Start of Input for this task

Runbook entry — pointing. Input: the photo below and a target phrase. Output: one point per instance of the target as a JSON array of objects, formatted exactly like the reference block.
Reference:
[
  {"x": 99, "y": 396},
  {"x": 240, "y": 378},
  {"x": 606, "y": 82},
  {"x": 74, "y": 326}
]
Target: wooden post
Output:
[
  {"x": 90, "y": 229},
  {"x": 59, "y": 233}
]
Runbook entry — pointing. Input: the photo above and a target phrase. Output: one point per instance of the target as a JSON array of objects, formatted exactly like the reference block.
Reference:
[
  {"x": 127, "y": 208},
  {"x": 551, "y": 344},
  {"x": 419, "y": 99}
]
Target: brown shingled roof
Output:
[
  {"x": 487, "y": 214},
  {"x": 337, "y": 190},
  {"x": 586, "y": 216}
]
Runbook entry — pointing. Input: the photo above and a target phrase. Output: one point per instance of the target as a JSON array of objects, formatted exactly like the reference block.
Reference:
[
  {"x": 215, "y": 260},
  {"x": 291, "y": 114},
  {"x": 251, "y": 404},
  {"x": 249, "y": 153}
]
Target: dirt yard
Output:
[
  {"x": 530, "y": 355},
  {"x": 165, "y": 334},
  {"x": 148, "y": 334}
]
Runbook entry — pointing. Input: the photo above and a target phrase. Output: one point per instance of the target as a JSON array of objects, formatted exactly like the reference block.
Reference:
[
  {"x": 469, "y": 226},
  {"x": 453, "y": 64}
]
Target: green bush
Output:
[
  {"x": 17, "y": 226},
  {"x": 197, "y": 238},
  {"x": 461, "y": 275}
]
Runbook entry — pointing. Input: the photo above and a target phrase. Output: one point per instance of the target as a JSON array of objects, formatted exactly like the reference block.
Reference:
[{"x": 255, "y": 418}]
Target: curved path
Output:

End of Input for this task

May I have all of the records repeated exactly?

Runbook entry — pointing. Input: the photo below and a target phrase. Output: one point per instance of the target as a JSON array of objects, formatted exactly like the reference block.
Reference:
[
  {"x": 99, "y": 396},
  {"x": 240, "y": 378},
  {"x": 606, "y": 82},
  {"x": 74, "y": 326}
]
Target: wooden post
Output:
[
  {"x": 90, "y": 229},
  {"x": 59, "y": 233}
]
Runbook entry — pointing. Input: the photo above and a target phrase. Output: one point per instance of the target as a JSON array of objects, formatted exactly like the reference block.
Reference:
[
  {"x": 127, "y": 208},
  {"x": 551, "y": 344},
  {"x": 419, "y": 99}
]
Target: brown shingled roof
Output:
[
  {"x": 487, "y": 214},
  {"x": 337, "y": 190},
  {"x": 586, "y": 216}
]
Runbook entry — pointing. Input: the photo above and a target phrase. Output: one point per instance of the target as a JSON array of objects, formatted exactly like the reference block.
Reference:
[
  {"x": 215, "y": 260},
  {"x": 291, "y": 114},
  {"x": 251, "y": 404},
  {"x": 249, "y": 153}
]
Target: dirt yard
Output:
[
  {"x": 530, "y": 355},
  {"x": 165, "y": 334},
  {"x": 148, "y": 334}
]
Runbook entry — pointing. Input: the photo above and a target phrase. Output: one point per instance of the target as a JSON array of objects, formatted exactly like the reference block.
Reference:
[
  {"x": 469, "y": 226},
  {"x": 453, "y": 64}
]
Target: green bush
Output:
[
  {"x": 17, "y": 226},
  {"x": 197, "y": 238},
  {"x": 461, "y": 275}
]
Runbook entry — pointing. Input: the photo above and a target phrase. Output: one point per instance of the target as a JSON array of objects, formatted exactly like the reference block.
Reference:
[{"x": 255, "y": 418}]
Target: curved path
Output:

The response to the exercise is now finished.